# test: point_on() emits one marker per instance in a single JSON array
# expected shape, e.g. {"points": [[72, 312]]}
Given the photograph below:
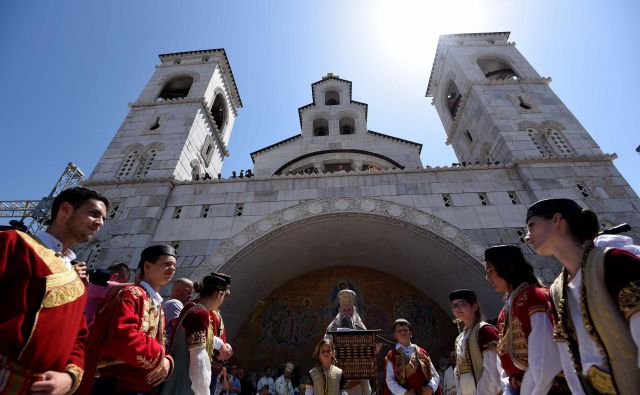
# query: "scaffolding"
{"points": [[35, 214]]}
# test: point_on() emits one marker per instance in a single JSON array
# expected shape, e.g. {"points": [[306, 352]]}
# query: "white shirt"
{"points": [[589, 352], [489, 382], [284, 386], [394, 386], [267, 381], [56, 245], [153, 294]]}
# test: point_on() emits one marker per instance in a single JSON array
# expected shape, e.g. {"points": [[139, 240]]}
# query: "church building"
{"points": [[340, 205]]}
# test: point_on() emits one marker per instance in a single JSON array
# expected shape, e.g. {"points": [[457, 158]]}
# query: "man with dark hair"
{"points": [[42, 324], [120, 273], [268, 381], [180, 295], [408, 368], [126, 343]]}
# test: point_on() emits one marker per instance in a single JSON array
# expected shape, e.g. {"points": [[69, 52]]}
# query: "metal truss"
{"points": [[34, 214]]}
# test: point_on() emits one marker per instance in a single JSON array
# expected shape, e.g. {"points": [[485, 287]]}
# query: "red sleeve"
{"points": [[218, 326], [533, 300], [77, 353], [196, 325], [487, 338], [126, 340], [622, 278]]}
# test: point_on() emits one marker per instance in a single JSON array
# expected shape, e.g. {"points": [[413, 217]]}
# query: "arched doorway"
{"points": [[414, 246]]}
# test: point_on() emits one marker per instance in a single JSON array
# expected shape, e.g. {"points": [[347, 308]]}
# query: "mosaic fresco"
{"points": [[287, 324]]}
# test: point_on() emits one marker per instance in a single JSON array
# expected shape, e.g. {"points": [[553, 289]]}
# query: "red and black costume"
{"points": [[127, 340], [42, 324], [412, 369]]}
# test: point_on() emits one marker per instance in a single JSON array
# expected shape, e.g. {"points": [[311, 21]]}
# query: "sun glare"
{"points": [[408, 30]]}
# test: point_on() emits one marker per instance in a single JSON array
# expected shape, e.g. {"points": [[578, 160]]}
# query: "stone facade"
{"points": [[339, 194]]}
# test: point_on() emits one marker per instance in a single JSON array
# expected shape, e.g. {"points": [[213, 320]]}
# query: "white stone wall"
{"points": [[184, 124], [147, 210], [490, 110], [268, 162]]}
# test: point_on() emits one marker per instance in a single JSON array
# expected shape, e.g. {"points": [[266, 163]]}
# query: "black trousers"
{"points": [[108, 385]]}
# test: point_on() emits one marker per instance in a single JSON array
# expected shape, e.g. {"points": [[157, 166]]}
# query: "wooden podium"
{"points": [[356, 353]]}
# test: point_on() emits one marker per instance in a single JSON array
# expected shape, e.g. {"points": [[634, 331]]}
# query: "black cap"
{"points": [[99, 277], [224, 277], [216, 281], [464, 294], [151, 253], [566, 207], [502, 253]]}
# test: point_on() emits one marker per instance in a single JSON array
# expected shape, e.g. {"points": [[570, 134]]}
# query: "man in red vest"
{"points": [[42, 325], [409, 370]]}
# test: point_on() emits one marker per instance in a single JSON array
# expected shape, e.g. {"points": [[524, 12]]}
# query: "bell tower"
{"points": [[180, 125], [495, 107]]}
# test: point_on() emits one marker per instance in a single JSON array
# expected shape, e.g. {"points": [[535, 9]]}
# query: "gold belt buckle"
{"points": [[601, 380]]}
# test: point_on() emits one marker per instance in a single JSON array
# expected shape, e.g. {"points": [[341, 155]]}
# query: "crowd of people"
{"points": [[68, 330]]}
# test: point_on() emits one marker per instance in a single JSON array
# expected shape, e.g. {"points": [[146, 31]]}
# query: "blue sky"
{"points": [[71, 67]]}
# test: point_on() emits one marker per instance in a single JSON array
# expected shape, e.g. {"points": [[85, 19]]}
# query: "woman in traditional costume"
{"points": [[200, 342], [596, 299], [528, 355], [476, 369], [326, 378]]}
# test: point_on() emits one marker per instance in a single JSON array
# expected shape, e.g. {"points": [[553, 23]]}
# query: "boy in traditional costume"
{"points": [[42, 324], [326, 378], [126, 343], [476, 369], [408, 368], [596, 299], [526, 349], [199, 345]]}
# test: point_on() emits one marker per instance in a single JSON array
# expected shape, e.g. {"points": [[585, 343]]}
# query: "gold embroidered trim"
{"points": [[62, 288], [601, 380], [197, 339], [148, 363], [103, 365], [54, 261], [76, 373], [629, 299], [490, 346]]}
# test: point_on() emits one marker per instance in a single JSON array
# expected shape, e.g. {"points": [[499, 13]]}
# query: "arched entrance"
{"points": [[417, 247], [287, 324]]}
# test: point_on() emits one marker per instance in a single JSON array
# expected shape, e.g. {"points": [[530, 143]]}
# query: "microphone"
{"points": [[346, 322]]}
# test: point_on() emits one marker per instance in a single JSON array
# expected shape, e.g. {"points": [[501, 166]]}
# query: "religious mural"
{"points": [[287, 324]]}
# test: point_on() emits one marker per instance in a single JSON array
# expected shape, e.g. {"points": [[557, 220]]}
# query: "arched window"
{"points": [[176, 88], [496, 70], [347, 126], [147, 161], [557, 141], [453, 98], [539, 142], [219, 112], [320, 127], [129, 165], [331, 98]]}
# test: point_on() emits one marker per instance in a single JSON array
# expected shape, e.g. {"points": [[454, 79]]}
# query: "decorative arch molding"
{"points": [[169, 77], [155, 145], [165, 80], [492, 54], [232, 250], [552, 125], [528, 125]]}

============

■ WHAT THE EXERCISE ASKS
Give every line back word for word and leave the pictures out.

■ WORKED SOLUTION
# test: point_on() emits one marker per instance in a single JSON array
# expected shape, e.g. {"points": [[72, 312]]}
Given the photograph below:
# query: "scaffolding"
{"points": [[35, 214]]}
# test: point_on() emits one marker per instance in a single JSON array
# expected shape, e.g. {"points": [[306, 352]]}
# query: "white shirt"
{"points": [[589, 352], [489, 382], [284, 386], [394, 386], [267, 381], [56, 245], [153, 294]]}
# test: point_on() emits one marker per instance in a single JSON array
# expected shape, e.g. {"points": [[139, 240]]}
# query: "church building"
{"points": [[340, 205]]}
# test: point_on() emits one marker per instance in a single JSON array
# expected shape, e.g. {"points": [[457, 158]]}
# query: "man with dark hair"
{"points": [[42, 324], [120, 273], [268, 381], [180, 295], [408, 368], [126, 343]]}
# test: point_on() emits one marker per instance in a single JSON array
# expected shape, e.g. {"points": [[69, 52]]}
# query: "metal truss"
{"points": [[34, 214]]}
# test: point_on() emits one marker per instance in a single JSON array
# expected shape, e.g. {"points": [[485, 287]]}
# query: "red sleeve"
{"points": [[218, 326], [533, 300], [77, 353], [196, 325], [487, 338], [126, 340], [622, 278]]}
# test: point_on() emits one marker per instance in a single JSON array
# expected shape, e.g. {"points": [[413, 217]]}
# query: "arched doorway"
{"points": [[414, 246]]}
# test: point_on() emits one marker per instance in a single JSON array
# expected shape, e.g. {"points": [[347, 308]]}
# query: "mosaic fresco"
{"points": [[287, 324]]}
# test: point_on() emits one marker per instance in a single JSON array
# expected shape, e.g. {"points": [[553, 289]]}
# query: "red and black costume"
{"points": [[127, 340], [42, 324], [412, 369]]}
# test: point_on() emits one marker per instance in a single JSON array
# expected shape, e.g. {"points": [[311, 21]]}
# query: "sun glare"
{"points": [[408, 30]]}
# test: point_on() emits one marker per instance in a single JSON array
# expected shape, e.g. {"points": [[578, 160]]}
# query: "stone facade"
{"points": [[339, 194]]}
# test: point_on() emits one marker per instance in a single JSON array
# expected shape, e.g. {"points": [[213, 320]]}
# query: "white stone wall"
{"points": [[184, 124], [147, 210], [490, 110], [268, 162]]}
# test: point_on() emits one marker per instance in a single JSON array
# expected shape, e.g. {"points": [[266, 163]]}
# query: "black trousers"
{"points": [[108, 385]]}
# test: point_on() emits one marker per instance in a single JSON array
# expected shape, e.g. {"points": [[157, 166]]}
# query: "wooden podium"
{"points": [[356, 353]]}
# test: point_on() emits one marker per instance in a single JSON array
# expected shape, e.g. {"points": [[634, 331]]}
# query: "black cap"
{"points": [[99, 277], [224, 277], [216, 281], [464, 294], [151, 253], [566, 207], [502, 253]]}
# test: point_on() emits one marker per instance in a single JSON array
# expected shape, e.g. {"points": [[570, 134]]}
# query: "man in red vest"
{"points": [[42, 325], [409, 370]]}
# test: point_on() emits one marker per instance in a single JSON array
# expected shape, e.g. {"points": [[524, 12]]}
# query: "bell tower"
{"points": [[180, 125], [495, 107]]}
# test: point_on() emits one marker per instance in a single JSON array
# expected shape, e.g. {"points": [[535, 9]]}
# query: "gold belt buckle"
{"points": [[601, 380]]}
# test: point_on() emits one marker per instance in a single JSON array
# expected shape, e.g. {"points": [[341, 155]]}
# query: "crowd of people"
{"points": [[68, 330]]}
# test: point_on() emits one marker per instance in a single JSON array
# expected shape, e.g. {"points": [[146, 31]]}
# query: "blue sky"
{"points": [[71, 67]]}
# test: point_on() emits one marker per instance in a single JSON array
# expected shape, e.g. {"points": [[85, 19]]}
# query: "woman in traditional costume"
{"points": [[200, 342], [596, 299], [528, 355], [476, 369], [326, 378]]}
# test: point_on() emits one marker per instance in a single JSON array
# expected shape, e.g. {"points": [[553, 23]]}
# query: "boy in traditional costume"
{"points": [[42, 324], [326, 378], [126, 343], [476, 369], [408, 368], [596, 299], [526, 349], [199, 345]]}
# test: point_on() emits one marker per instance in a single JSON array
# expected shape, e.g. {"points": [[585, 343]]}
# query: "gold embroidered trim"
{"points": [[62, 288], [601, 380], [197, 339], [148, 363], [103, 365], [54, 261], [76, 373], [629, 299], [490, 346]]}
# test: point_on() emits one marker per instance in a single JSON array
# expected shape, e.g. {"points": [[499, 13]]}
# query: "arched entrance"
{"points": [[417, 247], [287, 324]]}
# test: point_on() emits one marker per instance in a single JSON array
# expected shape, e.g. {"points": [[530, 143]]}
# query: "microphone"
{"points": [[346, 322]]}
# test: point_on() emits one marker per instance in a single JSON array
# expected shape, e.g. {"points": [[501, 166]]}
# query: "religious mural"
{"points": [[287, 324]]}
# test: point_on() emits one marker per instance in a single JSON array
# expected shape, e.g. {"points": [[557, 220]]}
# query: "arched window"
{"points": [[176, 88], [496, 70], [347, 126], [147, 161], [557, 141], [453, 98], [539, 142], [219, 112], [320, 127], [129, 165], [331, 98]]}
# test: point_on() emits one marker per instance in a single JSON array
# expected shape, e.g. {"points": [[454, 79]]}
# query: "decorative arch molding"
{"points": [[169, 77], [155, 145], [165, 80], [492, 54], [232, 250], [552, 125], [528, 125]]}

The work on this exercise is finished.